**Your goal**
Reproduce the records exactly.

## start

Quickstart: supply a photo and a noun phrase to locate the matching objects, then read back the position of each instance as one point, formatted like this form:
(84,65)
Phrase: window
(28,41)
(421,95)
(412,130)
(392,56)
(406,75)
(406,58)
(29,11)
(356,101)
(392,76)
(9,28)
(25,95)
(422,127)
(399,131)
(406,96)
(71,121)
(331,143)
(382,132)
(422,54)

## end

**Response to the exercise**
Quickstart: supply a photo and a noun phrase to locate the matching objects, then read back the position of each instance as one point, formatted like this form:
(84,65)
Phrase: window
(28,41)
(421,95)
(412,130)
(392,56)
(406,75)
(406,58)
(29,11)
(356,101)
(392,76)
(9,28)
(25,95)
(422,127)
(399,131)
(406,96)
(71,121)
(331,143)
(382,132)
(422,54)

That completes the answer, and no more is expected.